GOAL
Restate every entry word for word.

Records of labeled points
☆ ☆ ☆ ☆ ☆ ☆ ☆
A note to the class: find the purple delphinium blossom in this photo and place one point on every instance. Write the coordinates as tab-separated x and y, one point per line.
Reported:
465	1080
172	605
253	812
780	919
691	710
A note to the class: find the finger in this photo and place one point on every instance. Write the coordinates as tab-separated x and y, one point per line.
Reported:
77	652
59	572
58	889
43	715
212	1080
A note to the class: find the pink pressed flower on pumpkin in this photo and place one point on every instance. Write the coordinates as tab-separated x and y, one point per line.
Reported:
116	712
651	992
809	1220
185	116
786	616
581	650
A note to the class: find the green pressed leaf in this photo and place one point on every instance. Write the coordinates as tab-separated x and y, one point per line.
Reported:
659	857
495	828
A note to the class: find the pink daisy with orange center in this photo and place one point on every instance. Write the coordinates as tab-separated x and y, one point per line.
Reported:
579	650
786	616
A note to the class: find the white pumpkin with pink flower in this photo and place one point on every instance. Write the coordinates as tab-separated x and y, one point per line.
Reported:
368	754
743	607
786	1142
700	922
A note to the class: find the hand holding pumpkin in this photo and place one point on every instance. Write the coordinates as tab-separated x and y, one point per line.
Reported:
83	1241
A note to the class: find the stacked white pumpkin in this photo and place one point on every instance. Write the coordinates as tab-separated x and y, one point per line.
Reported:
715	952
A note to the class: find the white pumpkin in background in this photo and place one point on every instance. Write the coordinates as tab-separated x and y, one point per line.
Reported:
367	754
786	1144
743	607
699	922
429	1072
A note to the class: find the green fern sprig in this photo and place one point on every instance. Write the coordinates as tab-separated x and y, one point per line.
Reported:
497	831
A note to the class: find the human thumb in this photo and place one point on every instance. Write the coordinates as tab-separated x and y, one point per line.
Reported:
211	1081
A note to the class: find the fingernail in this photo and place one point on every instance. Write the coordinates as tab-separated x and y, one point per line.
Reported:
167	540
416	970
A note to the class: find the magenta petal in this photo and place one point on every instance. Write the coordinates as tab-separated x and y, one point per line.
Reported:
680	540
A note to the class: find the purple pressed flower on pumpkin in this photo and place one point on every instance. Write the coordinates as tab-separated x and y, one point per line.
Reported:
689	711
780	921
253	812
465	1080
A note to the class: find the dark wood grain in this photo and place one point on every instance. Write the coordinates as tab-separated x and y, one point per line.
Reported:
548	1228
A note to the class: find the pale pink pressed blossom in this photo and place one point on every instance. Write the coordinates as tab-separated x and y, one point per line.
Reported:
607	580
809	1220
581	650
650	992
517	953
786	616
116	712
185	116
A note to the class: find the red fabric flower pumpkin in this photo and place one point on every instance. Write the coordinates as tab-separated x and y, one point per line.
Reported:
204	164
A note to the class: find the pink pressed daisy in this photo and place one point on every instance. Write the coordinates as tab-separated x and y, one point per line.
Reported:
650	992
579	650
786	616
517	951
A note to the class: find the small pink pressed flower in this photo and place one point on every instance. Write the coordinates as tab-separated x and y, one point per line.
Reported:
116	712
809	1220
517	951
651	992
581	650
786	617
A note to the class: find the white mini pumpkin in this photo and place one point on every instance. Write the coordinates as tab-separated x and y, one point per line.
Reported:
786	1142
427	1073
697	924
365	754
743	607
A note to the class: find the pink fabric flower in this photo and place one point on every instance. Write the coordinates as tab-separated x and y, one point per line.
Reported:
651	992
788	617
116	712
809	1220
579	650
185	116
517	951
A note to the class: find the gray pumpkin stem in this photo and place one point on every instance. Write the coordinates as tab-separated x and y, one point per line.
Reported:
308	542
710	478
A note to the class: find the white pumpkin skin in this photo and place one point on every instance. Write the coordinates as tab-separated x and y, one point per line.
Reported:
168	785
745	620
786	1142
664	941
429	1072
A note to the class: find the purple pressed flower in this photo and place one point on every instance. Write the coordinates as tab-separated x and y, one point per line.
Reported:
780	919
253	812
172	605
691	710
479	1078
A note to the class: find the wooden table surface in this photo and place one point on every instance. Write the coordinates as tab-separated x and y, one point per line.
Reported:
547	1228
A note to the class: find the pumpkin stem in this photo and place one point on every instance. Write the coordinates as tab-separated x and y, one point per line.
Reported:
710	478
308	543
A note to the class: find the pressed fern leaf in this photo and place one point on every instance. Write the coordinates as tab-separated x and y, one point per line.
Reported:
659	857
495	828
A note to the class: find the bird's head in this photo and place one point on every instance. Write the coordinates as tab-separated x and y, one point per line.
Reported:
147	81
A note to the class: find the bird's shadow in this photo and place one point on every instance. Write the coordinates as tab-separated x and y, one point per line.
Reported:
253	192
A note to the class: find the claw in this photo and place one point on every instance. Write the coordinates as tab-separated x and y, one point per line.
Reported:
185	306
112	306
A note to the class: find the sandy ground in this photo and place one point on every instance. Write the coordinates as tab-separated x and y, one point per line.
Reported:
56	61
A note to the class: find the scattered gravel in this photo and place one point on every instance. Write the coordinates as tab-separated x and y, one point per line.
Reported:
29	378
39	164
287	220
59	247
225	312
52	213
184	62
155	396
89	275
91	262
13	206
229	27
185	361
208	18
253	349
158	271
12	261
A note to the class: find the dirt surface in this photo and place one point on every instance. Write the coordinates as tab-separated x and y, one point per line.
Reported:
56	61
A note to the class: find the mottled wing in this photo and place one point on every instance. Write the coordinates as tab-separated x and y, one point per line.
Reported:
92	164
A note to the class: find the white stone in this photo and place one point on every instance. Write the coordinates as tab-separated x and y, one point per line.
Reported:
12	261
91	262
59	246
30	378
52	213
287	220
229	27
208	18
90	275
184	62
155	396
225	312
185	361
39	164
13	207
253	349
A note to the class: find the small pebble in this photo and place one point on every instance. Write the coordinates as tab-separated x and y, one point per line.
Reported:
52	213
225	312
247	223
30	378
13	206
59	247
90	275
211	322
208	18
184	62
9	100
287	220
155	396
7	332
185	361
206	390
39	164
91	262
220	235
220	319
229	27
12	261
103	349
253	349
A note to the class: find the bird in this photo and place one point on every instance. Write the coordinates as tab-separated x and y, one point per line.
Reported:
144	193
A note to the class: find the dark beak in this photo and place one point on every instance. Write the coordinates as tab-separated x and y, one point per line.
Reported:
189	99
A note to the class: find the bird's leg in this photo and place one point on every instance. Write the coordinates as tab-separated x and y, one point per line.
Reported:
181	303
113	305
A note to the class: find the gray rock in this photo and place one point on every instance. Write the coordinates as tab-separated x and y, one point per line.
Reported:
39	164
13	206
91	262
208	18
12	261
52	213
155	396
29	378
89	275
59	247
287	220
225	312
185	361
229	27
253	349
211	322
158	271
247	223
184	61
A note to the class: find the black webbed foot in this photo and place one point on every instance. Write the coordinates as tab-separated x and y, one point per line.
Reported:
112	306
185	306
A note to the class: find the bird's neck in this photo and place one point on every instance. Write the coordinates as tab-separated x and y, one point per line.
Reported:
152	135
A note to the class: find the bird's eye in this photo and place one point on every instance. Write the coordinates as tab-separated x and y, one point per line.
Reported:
☆ ☆ ☆ ☆ ☆ ☆ ☆
EXPECTED OUTPUT
A note to the class: find the purple delphinium blossom in this photo and place one point on every instance. Write the coordinates as tab-separated x and y, one point per line.
Reported:
465	1080
172	605
253	812
780	919
691	710
A note to the class: find the finger in this photo and place one point on every instance. Write the coordinates as tab-separated x and y, one point per line.
Reported:
77	652
59	572
58	889
43	715
212	1080
A note to the class: find the pink pressed flower on pumpkin in this photo and place one point on every instance. Write the coordinates as tab-separated x and y, one point per line.
Reported:
116	712
651	992
809	1220
185	116
786	616
581	650
A note to the class: find the green pressed leaf in this photo and place one point on every instance. Write the coordinates as tab-separated x and y, one point per line.
Reported:
659	857
495	828
A note to the class: find the pink daisy with orange center in this photo and place one point on every instance. Write the coordinates as tab-separated x and y, one point per line.
Reported:
579	650
786	616
A note to the class: find the white pumpkin with pink flower in this photo and place one point on every instance. Write the coordinates as tab-separated x and y, one point per line.
Reported:
368	754
743	607
786	1142
700	922
A note to the class: find the hand holding pumpkin in this photo and place one point on every instance. Write the coordinates as tab-separated x and y, one point per line.
Reported:
83	1241
A note to the class: find the stacked white pumpkin in this photo and place one point on every instance. Write the coordinates as tab-separated x and y, one point per line.
Reported:
715	952
A note to the class: find the white pumpkin in background in this photo and place one point on every instance. Write the coordinates as tab-separated x and y, one point per line.
Reported:
367	754
786	1144
743	607
699	922
429	1072
A note to the class: find the green fern sprig in this photo and place one point on every instance. Write the coordinates as tab-separated x and y, one point per line.
Reported:
497	831
A note to the class: find the human thumb in this photo and place one point on every instance. Write the coordinates as tab-separated x and y, one point per line.
Reported:
211	1081
A note to the class: find the fingernail in this photo and place one point on every instance. Write the coordinates as tab-separated x and y, one point per line.
Reported:
167	540
416	970
A note to the class: find the magenta petal in this photo and place one point on every instance. Write the coordinates as tab-separated x and y, one point per line.
Reported:
680	540
A note to the class: find the purple pressed flower on pumpkin in this photo and place one point on every instance. Write the coordinates as tab-separated x and y, one point per line.
Reported:
689	711
780	921
253	812
465	1080
A note to the class: find the dark wood grain in this photo and place one point on every instance. Write the coordinates as tab-separated x and y, one point per line.
Reported:
548	1228
A note to the class: find the pale pink pressed blossom in this photo and place one point on every instance. Write the coordinates as tab-separated x and y, one point per line.
Reported:
607	580
809	1220
581	650
650	992
517	953
786	616
116	712
185	116
A note to the class: find the red fabric flower pumpkin in this photo and place one point on every instance. Write the coordinates as tab-separated x and y, one point per line.
Reported:
204	164
A note to the class: find the pink pressed daisy in this photo and place one point on every instance. Write the coordinates as tab-separated x and y, one point per line.
Reported:
650	992
579	650
786	616
517	951
A note to the class: find the small pink pressed flower in this photo and place one point on every instance. Write the coordinates as tab-separated x and y, one point per line.
Reported:
116	712
809	1220
517	951
651	992
581	650
786	617
A note to the class: find the white mini pumpkin in this photo and place one point on every instance. Write the coordinates as tab-separated x and y, one point per line.
Reported:
786	1142
427	1073
697	924
365	754
743	607
A note to the class: find the pink fabric flower in this photo and place one point on every instance. Write the coordinates as tab-separated x and y, one point per line.
Reported:
651	992
788	617
116	712
809	1220
579	650
185	116
517	951
A note to the class: find the gray pumpkin stem in this photo and place one point on every instance. Write the coordinates as tab-separated x and y, one point per line.
Reported:
308	542
710	478
A note to the class: find the white pumpkin skin in this photo and place one point on every instance. Write the coordinates as tab-separated x and y, one point per line.
Reported:
168	785
745	620
786	1142
664	941
429	1072
A note to the class: find the purple pressed flower in this photo and place one point on every instance. Write the coordinates as tab-separated x and y, one point per line.
Reported:
780	919
253	812
172	605
691	710
479	1078
A note to the class: find the wooden table surface in this photo and place one point on every instance. Write the coordinates as tab-separated x and y, one point per line.
Reported:
547	1228
A note to the class: find the pumpkin stem in this photo and place one point on every instance. Write the coordinates as tab-separated x and y, one point per line.
Reported:
710	478
308	543
A note to the class: find the pressed fern leaf in this photo and place one point on every instance. Write the coordinates as tab-separated x and y, one point per line.
Reported:
659	857
495	828
A note to the class: find the bird's head in this photo and place one point on every instance. Write the coordinates as tab-separated x and y, one point per line.
Reported:
147	81
A note to the class: find the bird's shadow in this photo and place one point on every instance. Write the coordinates as tab-separated x and y, one point per line.
Reported:
253	192
A note to the class: find the claw in this photo and place one point on every instance. Write the coordinates as tab-separated x and y, one point per line.
Reported:
185	306
112	306
A note to the class: find the sandy ground in this photo and place one point on every instance. Write the coordinates as tab-separated x and y, one point per line.
Reported:
56	61
A note to the class: find the scattered gravel in this photo and place one point on every instance. Write the coordinates as tab-separated x and y, one point per line.
Reported:
29	378
39	164
287	220
59	247
225	312
52	213
184	62
155	396
89	275
91	262
13	206
229	27
185	361
208	18
253	349
158	271
12	261
A note to the class: find the dirt surface in this photo and place one point on every instance. Write the coordinates as tab-separated x and y, one point per line.
Reported:
56	61
A note to the class: find the mottled wing in this photo and place one point on every instance. Write the coordinates as tab-separated x and y, one point per line.
Reported:
92	164
A note to the class: find the white stone in this photo and place one point on every instance. Write the coordinates as tab-separated x and y, one point per line.
Reported:
12	261
91	262
59	246
30	378
52	213
287	220
229	27
208	18
90	275
184	62
155	396
225	312
185	361
39	164
13	207
253	349
A note to the class: find the small pebble in this photo and place one point on every instance. Write the coordinates as tab-separated x and y, one point per line.
Reported:
52	213
225	312
247	223
30	378
13	206
59	247
90	275
211	322
208	18
184	62
9	100
287	220
155	396
7	332
185	361
206	390
39	164
91	262
220	235
220	319
229	27
12	261
103	349
253	349
A note to the class: find the bird in this photo and place one point on every instance. Write the coordinates as tab-separated x and y, one point per line.
Reported:
144	193
A note to the class: find the dark beak in this photo and place one point on every instance. Write the coordinates as tab-separated x and y, one point per line.
Reported:
189	99
A note to the class: find the bird's leg in this photo and place one point on every instance. Write the coordinates as tab-separated x and y, one point per line.
Reported:
181	303
113	305
A note to the class: find the gray rock in this photo and place one point on every instance. Write the coordinates as tab-separated x and y, one point per line.
Reported:
39	164
13	206
91	262
208	18
12	261
52	213
155	396
29	378
89	275
59	247
287	220
225	312
185	361
229	27
253	349
211	322
158	271
247	223
184	61
A note to the class: find the black webbed foot in this photo and place one point on every instance. Write the coordinates as tab-separated x and y, one point per line.
Reported:
112	306
185	306
A note to the class: find the bird's neck in this photo and place one point on every instance. Write the coordinates as tab-separated x and y, one point per line.
Reported:
152	135
A note to the class: find the bird's eye in this photo and place one point on every instance. Write the coordinates as tab-separated x and y, one point per line.
Reported:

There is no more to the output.